■ **PROBLEM**
Answer these questions from the passage on Roman primacy below.
1. According to the quoted statement, what was the primacy of Rome the result of?
2. Which section of Unitatis Redintegratio does UUS no. 55 explicitly refer to?
3. What two features of the relationship between the different Churches does the omitted sentence from Unitatis Redintegratio mention?

■ **SOURCE PASSAGE**
Such loose data are surely enough. Where is that “structured unity” of all the Churches around the bishop of Rome reference is made to in UUS 55? The problem is that UUS appeals to history, but it does not endorse the generic statements about the existence, from the beginning, of a structure of communion between all the Churches around the bishop of Rome. “The primacy of Rome was not configured from its beginnings; it was rather the result of a long and complex process, involving many factors of all kinds (of a social, cultural, political, economic, religious, ecclesial … nature)8.

It is also noteworthy, and somewhat alarming, that in UUS no. 55, which explicitly refers to Unitatis Redintegratio no. 14, does not quote the sentence with which this section starts: “For many centuries the Church of the East and that of the West each followed their separate ways though linked in a brotherly union of faith and sacramental life; the Roman See by common consent acted as guide when disagreements arose between them over matters of faith or discipline”. That sentence mentions two of the indisputable historical elements of the relationship between the different Churches: their diversity ( “followed their separate ways”) and “common consent” when they recurred to arbitration by the Church of Rome. Ut unum sint actually goes backwards in this respect in comparison with Unitatis Redintegratio.

■ **SOURCE DATA**
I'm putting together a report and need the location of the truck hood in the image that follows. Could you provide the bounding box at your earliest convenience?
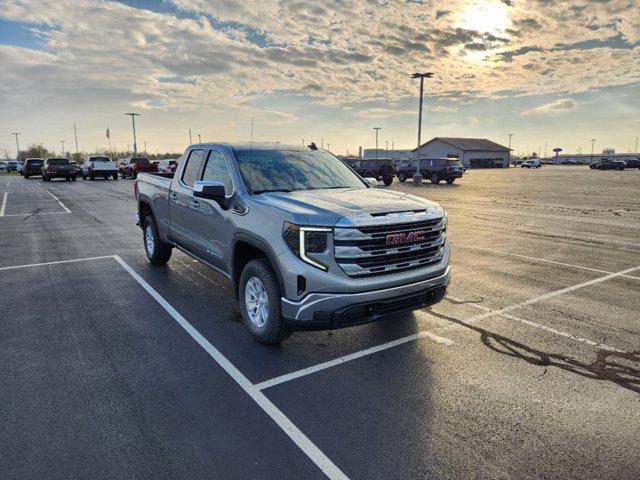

■ **TASK SOLUTION**
1. A long and complex process involving many factors of all kinds: social, cultural, political, economic, religious and ecclesial.
2. No. 14.
3. Their diversity ("followed their separate ways") and "common consent" when they recurred to arbitration by the Church of Rome.